**What to do:** Which chapters does the review of Genius and Anxiety below identify by number, and what are their titles?

Genius and Anxiety: How Jews Changed the World, 1847-1947 is a fascinating book exploring the infinite variety of humanity expressed through Jewish lives around the world. It upends Jewish stereotypes and arouses sheer wonder.
The book reads as if from the pen of a novelist, taking us into the personal lives and imagined thought processes of the many fascinating Jewish geniuses in the arts, music, science and politics during the period of 1857-1947.
Norman Lebrecht is primarily a London-based journalist whose passion is music. He grew up in a traditional Jewish home and had an early Yeshiva education in Israel. His writing reminds me of a Talmudic-stream of consciousness style, in the way he brings together disparate elements when focusing on a theme, even personal connections, those of his own or his family or acquaintances that may reflect on the theme. It would be more fitting to name this book “Truth is Stranger than Fiction.” Lebrecht always gives us the back story of the characters’ intimate lives as it may have been revealed in diaries or letters. The book recounts the lives of Marx, Freud, Einstein, Kafka, Gershwin, Leonard Bernstein, and many Hollywood producers, directors, artists, musicians, and other creatives you have probably never heard of but who have nevertheless left their mark on this world. There are vignettes about who researched and produced the first contraceptive pill, who pioneered the science of blood transfusions, the discovery of DNA, and who first tested, on himself, radiography for cancer treatment, all in brief vignettes.
I found the stories and characters of the last chapters – from 1905 – even more astounding than the first several chapters, as these later chapters are centred on personalities caught up in the recent history of our times.
Chapter 12, Four Murders, 1933, recounts forgotten political assassinations, including the mystery of who murdered Victor Arlozorov on a beach in Tel Aviv in June 1933.
Chapter 13, Cities of Refuge, 1938 documents Nazi persecution of Jews and the efforts of Jews and non-Jews who went out of their way with rescue efforts, some I had heard of, some I had not: A Chinese Consul General in Vienna, Dr. Feng-Shan Ho, a young London Rabbi, Solomon Schonfeld, a German Jewish businessman, Wilfrid Israel, head of a Jewish owned department store in Berlin, who was close to Churchill, a young London stockbroker, Nicholas Winton, as well as Joseph Stalin’s treatment of Jewish refugees, sending them back to Germany or the Gulag. And also recounts the exodus of Hungarian Jews and four excellent scientists to the US including Leo Szilard, who with Albert Einstein, Fermi and other scientists were directly instrumental in inspiring Roosevelt to address the atomic bomb’s creation before Germany could get there.
Chapter 14, Black Days, 1942, documents the lives of Jews fortunate enough to emigrate to America, Israel and China during those dark times.

[Extracted records]

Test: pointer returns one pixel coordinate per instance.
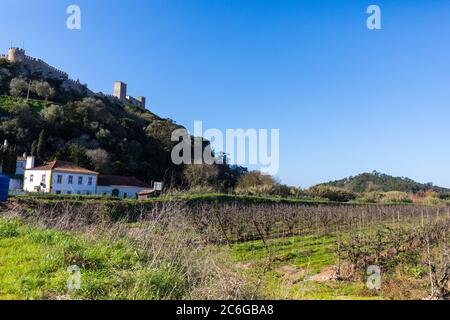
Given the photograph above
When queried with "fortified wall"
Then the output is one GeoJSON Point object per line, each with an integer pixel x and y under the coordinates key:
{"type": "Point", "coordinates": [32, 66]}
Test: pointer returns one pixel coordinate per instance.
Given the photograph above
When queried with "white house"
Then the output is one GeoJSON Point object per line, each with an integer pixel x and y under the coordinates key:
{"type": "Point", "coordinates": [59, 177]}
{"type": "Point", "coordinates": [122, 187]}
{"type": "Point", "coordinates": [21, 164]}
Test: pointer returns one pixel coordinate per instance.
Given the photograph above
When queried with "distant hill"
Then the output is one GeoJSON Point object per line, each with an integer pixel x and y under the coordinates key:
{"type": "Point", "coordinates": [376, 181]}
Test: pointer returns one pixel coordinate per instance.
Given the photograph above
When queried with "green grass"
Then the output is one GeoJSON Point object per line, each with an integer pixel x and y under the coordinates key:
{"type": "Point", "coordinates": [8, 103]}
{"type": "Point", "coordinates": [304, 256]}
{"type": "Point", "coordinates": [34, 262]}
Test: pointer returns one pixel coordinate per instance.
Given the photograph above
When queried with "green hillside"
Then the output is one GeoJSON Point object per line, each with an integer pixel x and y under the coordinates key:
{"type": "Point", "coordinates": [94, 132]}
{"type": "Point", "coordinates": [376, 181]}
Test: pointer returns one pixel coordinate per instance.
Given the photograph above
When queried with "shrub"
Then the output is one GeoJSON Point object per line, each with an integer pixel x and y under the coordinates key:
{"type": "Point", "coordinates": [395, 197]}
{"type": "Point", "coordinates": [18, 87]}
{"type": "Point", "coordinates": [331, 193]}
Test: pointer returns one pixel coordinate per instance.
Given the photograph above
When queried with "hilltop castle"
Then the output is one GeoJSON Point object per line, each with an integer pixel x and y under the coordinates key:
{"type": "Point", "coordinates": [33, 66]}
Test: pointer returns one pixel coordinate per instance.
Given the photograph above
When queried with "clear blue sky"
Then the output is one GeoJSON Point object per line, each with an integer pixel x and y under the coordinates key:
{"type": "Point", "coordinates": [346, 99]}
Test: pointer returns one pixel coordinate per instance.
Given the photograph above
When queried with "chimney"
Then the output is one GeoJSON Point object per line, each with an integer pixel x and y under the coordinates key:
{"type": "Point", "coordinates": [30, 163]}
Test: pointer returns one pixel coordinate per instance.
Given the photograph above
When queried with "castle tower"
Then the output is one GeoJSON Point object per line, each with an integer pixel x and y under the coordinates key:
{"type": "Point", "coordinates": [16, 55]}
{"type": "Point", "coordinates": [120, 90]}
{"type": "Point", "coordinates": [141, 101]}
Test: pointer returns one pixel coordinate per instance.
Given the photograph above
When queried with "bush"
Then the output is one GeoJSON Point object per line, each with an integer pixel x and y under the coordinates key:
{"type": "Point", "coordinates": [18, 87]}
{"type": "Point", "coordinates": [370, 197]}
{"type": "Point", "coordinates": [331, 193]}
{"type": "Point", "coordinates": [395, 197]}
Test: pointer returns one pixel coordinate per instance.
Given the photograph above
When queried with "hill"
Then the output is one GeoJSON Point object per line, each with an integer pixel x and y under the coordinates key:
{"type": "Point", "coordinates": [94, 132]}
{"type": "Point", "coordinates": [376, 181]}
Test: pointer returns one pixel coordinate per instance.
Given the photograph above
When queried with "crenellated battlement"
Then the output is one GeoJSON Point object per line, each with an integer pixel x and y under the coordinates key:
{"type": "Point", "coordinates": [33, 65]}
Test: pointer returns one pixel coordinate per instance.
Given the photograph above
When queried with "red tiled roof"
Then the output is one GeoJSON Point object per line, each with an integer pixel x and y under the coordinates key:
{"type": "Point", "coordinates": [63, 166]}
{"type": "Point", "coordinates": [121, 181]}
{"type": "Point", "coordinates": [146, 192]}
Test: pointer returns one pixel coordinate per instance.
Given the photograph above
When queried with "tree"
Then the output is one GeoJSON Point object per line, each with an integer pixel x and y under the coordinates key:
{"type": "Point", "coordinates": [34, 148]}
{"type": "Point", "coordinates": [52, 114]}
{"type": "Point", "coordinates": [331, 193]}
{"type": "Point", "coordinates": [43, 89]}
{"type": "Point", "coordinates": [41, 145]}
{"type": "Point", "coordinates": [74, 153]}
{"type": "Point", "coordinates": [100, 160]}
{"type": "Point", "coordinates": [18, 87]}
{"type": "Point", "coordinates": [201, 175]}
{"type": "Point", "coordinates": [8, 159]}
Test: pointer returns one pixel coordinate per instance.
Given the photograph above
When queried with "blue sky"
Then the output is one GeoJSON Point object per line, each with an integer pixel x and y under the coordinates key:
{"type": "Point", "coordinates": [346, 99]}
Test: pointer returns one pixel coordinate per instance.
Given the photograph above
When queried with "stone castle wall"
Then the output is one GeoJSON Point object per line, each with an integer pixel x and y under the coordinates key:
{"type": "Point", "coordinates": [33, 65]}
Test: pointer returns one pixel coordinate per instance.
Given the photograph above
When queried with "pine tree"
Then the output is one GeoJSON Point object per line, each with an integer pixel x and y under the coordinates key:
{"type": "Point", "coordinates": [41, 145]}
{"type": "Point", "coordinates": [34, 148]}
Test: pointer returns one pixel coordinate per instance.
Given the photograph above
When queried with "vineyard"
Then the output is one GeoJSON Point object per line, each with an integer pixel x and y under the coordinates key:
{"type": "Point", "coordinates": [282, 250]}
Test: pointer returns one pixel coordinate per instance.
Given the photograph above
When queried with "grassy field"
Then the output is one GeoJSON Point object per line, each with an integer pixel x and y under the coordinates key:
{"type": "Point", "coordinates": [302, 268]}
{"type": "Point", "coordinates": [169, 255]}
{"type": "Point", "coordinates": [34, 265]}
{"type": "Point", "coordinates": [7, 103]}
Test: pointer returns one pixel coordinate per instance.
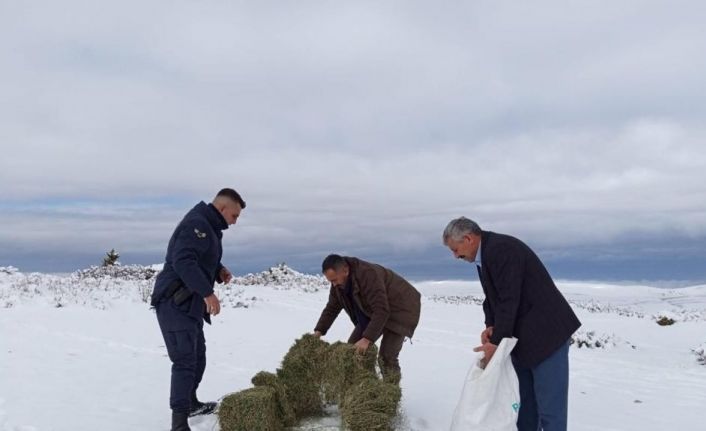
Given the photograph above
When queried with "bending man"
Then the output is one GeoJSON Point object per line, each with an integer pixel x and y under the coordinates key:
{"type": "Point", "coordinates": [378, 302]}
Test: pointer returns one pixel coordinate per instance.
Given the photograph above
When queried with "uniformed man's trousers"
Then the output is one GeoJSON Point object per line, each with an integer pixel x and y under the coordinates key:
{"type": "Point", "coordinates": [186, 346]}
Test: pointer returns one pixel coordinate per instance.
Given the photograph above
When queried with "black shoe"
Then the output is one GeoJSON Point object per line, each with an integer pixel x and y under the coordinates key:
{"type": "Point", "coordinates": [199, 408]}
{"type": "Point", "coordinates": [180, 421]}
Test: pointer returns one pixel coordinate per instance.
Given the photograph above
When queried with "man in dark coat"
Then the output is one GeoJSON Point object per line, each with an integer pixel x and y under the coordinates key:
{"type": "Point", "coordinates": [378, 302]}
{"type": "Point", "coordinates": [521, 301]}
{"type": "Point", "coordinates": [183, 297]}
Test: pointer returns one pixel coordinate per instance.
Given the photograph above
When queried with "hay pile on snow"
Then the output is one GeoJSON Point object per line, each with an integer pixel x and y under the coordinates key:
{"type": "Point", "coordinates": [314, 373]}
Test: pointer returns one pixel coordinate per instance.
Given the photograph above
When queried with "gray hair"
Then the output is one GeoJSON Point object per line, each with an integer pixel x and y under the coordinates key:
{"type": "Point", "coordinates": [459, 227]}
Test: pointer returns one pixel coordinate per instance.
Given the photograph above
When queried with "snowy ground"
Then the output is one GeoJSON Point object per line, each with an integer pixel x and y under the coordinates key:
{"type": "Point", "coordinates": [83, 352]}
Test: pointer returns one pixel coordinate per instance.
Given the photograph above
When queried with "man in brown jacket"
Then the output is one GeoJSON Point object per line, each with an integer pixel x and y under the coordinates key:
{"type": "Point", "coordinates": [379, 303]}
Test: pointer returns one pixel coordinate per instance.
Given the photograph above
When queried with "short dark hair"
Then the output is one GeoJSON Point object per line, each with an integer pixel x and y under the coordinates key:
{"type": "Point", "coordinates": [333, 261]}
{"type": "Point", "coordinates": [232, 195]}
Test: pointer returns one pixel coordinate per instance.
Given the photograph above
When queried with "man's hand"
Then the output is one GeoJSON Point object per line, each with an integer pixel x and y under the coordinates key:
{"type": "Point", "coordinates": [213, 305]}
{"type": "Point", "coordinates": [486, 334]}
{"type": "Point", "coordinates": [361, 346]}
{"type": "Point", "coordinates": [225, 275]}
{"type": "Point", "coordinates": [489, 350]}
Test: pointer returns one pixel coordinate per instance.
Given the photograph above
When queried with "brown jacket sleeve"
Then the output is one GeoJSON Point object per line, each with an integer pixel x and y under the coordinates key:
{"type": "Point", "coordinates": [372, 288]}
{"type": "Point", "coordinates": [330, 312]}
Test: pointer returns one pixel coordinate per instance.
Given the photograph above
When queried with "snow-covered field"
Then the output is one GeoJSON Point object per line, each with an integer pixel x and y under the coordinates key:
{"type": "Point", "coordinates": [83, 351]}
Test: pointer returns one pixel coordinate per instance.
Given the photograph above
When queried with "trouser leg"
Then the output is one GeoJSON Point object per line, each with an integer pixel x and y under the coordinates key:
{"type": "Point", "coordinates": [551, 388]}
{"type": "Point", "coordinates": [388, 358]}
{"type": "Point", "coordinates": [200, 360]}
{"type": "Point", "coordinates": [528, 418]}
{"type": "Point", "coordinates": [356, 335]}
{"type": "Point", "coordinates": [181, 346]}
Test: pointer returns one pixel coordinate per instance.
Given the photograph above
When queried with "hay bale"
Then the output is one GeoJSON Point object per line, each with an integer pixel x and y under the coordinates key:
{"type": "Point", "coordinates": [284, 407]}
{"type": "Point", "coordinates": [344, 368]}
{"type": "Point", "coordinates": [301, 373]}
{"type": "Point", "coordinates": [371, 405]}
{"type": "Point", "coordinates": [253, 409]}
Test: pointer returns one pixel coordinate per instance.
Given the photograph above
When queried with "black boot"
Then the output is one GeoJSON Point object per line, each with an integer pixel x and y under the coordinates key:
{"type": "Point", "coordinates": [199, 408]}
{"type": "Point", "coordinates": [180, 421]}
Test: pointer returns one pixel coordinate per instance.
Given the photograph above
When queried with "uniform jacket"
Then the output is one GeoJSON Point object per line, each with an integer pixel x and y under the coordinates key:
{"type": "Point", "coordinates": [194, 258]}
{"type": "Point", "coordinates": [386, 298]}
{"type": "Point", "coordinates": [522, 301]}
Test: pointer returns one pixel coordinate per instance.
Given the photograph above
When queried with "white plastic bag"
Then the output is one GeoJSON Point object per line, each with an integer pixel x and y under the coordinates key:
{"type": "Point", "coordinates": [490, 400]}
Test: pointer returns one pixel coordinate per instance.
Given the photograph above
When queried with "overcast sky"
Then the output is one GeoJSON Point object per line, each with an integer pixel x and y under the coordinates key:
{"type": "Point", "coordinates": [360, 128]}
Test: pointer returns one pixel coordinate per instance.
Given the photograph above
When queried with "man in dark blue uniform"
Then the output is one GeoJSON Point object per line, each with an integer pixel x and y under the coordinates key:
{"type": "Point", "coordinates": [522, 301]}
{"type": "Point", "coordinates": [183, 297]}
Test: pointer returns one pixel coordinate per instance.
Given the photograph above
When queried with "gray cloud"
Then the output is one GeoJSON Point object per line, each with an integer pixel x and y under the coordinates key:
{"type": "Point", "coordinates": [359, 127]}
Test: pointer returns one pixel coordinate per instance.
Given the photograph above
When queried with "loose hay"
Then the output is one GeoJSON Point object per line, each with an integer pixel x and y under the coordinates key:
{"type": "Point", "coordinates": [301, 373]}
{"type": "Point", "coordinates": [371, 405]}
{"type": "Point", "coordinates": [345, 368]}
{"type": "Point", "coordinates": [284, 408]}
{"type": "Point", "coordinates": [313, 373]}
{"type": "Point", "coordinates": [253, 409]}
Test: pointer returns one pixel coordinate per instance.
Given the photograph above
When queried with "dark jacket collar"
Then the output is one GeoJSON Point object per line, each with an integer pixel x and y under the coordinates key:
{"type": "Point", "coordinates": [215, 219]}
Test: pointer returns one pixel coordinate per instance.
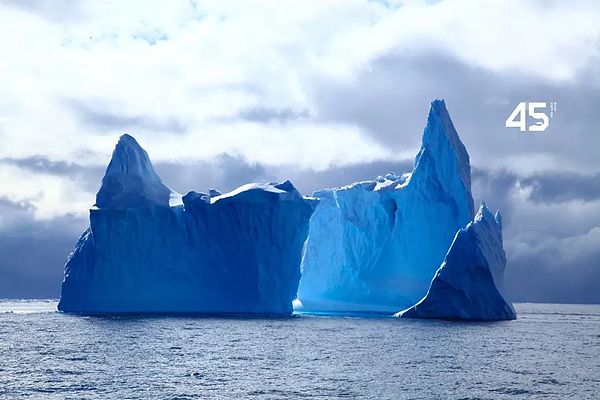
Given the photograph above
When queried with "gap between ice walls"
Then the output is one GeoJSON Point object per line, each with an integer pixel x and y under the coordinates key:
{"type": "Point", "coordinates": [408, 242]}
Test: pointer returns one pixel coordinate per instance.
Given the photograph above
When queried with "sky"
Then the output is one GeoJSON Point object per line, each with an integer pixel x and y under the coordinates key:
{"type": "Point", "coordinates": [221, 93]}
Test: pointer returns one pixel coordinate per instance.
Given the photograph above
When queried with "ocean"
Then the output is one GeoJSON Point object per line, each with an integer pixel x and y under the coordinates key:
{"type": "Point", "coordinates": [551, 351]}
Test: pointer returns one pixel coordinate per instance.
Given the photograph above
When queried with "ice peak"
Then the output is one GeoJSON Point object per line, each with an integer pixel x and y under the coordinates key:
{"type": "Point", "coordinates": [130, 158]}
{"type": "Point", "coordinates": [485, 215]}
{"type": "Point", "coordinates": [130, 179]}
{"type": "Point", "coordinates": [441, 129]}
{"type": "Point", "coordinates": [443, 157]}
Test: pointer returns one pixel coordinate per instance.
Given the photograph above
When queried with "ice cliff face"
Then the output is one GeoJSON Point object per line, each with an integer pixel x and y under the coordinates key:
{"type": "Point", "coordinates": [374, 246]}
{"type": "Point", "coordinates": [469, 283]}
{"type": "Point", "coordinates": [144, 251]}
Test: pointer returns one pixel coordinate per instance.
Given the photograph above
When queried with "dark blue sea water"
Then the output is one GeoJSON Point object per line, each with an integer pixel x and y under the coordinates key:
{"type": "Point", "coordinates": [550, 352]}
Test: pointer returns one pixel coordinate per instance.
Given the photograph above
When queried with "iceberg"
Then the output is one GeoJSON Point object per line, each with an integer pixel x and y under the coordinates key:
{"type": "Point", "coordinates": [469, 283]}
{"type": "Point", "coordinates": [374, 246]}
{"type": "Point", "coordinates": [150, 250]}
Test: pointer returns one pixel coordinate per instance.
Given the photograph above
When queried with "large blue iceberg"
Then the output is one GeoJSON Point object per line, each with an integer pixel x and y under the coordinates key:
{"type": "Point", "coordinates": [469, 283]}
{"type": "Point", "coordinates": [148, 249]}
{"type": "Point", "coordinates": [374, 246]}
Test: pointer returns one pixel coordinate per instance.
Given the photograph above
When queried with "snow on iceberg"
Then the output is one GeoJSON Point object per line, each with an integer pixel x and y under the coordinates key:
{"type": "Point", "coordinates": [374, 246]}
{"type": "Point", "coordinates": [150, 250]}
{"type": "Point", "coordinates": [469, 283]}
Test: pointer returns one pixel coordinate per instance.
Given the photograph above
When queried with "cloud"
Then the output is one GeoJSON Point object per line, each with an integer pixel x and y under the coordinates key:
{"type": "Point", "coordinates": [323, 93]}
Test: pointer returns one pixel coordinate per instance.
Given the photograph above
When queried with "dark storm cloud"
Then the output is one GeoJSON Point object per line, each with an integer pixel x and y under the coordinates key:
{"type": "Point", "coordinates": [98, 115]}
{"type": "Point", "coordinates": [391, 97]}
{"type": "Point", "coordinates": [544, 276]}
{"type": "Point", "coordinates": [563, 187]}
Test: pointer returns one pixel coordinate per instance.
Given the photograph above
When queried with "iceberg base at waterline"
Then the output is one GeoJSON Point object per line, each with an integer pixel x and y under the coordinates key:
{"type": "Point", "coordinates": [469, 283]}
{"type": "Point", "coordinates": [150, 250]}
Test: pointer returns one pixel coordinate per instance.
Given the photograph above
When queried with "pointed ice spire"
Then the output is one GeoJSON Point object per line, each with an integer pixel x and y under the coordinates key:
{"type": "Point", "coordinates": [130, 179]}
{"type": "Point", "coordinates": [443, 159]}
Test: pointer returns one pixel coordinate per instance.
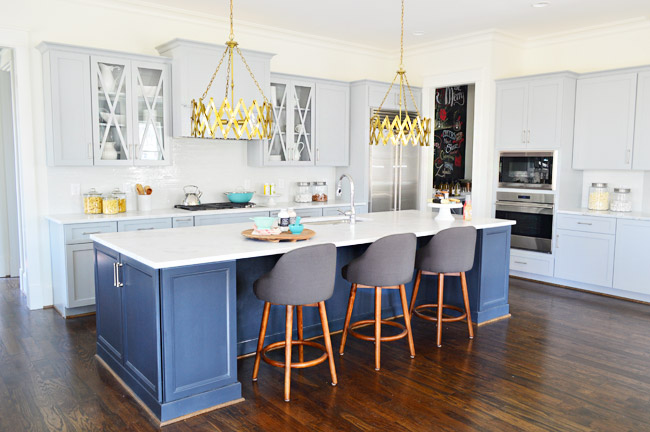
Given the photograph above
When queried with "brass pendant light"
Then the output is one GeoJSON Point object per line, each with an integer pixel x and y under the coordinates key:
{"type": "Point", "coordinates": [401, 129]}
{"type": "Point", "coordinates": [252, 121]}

**Task answer:**
- Chapter 12, Four Murders, 1933
- Chapter 13, Cities of Refuge, 1938
- Chapter 14, Black Days, 1942